_Exercise prompt_: Rewrite the material from the line containing "Each instance of the mushroom in" through the end, replacing "takes a single marker" with "receives one marker" and leaving everything else as it is.

_Listing_:
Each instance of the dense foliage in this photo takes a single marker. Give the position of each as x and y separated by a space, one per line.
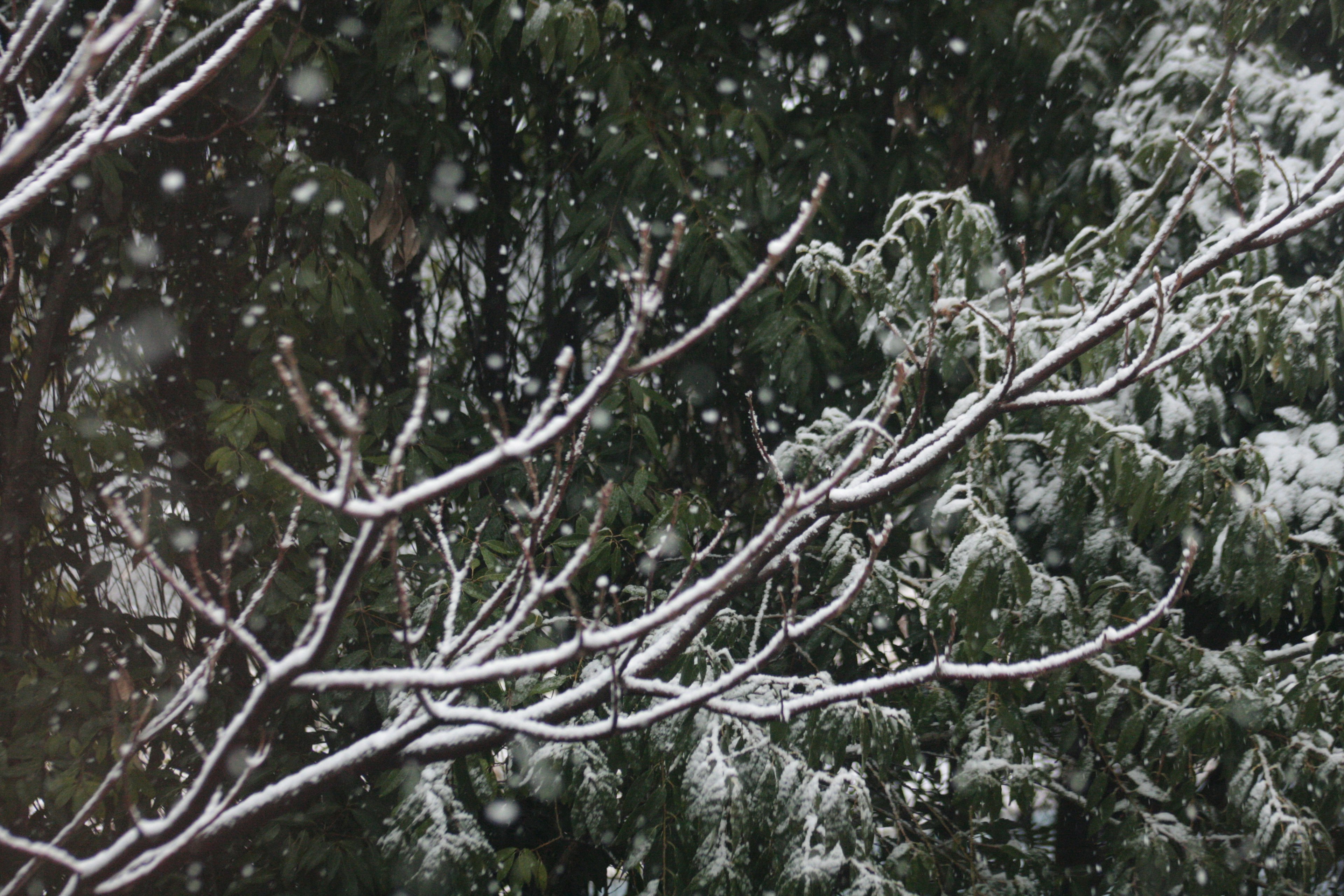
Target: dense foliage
387 179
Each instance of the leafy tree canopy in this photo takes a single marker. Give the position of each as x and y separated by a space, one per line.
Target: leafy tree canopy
387 181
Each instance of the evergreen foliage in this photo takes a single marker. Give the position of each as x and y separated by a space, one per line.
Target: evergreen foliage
384 181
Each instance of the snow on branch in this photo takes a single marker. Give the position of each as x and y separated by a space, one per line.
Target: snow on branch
94 104
611 651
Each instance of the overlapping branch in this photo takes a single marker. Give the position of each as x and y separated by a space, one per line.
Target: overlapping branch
612 656
94 104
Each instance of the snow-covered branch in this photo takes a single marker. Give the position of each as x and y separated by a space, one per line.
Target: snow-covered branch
94 104
608 651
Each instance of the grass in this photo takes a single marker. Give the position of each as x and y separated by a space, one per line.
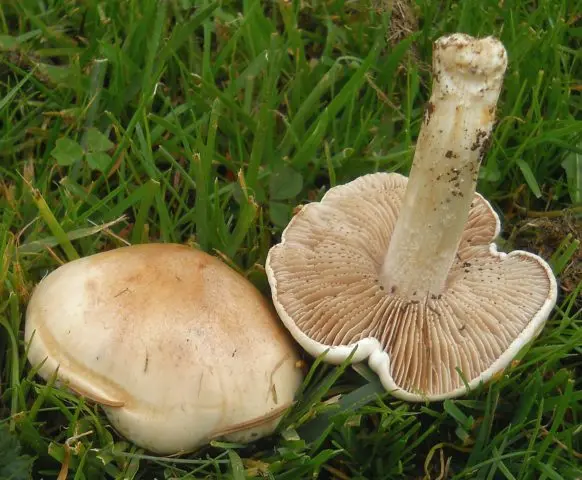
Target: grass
207 123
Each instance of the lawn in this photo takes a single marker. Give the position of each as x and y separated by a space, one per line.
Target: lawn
208 123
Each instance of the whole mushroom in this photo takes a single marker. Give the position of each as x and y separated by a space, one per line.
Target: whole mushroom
176 346
406 269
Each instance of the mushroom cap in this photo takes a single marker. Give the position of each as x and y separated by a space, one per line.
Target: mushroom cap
176 346
324 277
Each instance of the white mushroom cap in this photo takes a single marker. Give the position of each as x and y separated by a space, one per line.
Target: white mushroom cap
325 273
176 346
405 269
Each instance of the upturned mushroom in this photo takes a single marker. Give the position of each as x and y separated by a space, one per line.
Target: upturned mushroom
176 346
406 270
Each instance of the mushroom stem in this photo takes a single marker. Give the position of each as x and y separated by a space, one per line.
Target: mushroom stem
454 137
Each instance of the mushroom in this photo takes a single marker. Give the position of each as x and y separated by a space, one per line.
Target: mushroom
405 271
176 346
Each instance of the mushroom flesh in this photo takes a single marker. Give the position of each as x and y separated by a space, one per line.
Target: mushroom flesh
406 269
176 346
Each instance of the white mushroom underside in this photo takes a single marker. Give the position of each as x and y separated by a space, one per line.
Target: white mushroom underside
325 277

_Correct response_:
Each instance of the mushroom in this photo receives one marker. Give the position of each as x and y separated by a space, one per line.
Target: mushroom
405 271
176 346
Each instance of the mushroom flesh in this photo receives one marker. Give the position of each as x and y separated by a space, one per line.
Target: mushroom flesh
406 269
176 346
Each instance of the white mushroom underside in this photo receives one marker. Give the position of each as x and y separated by a space, one per line.
Target: white mushroom underside
325 277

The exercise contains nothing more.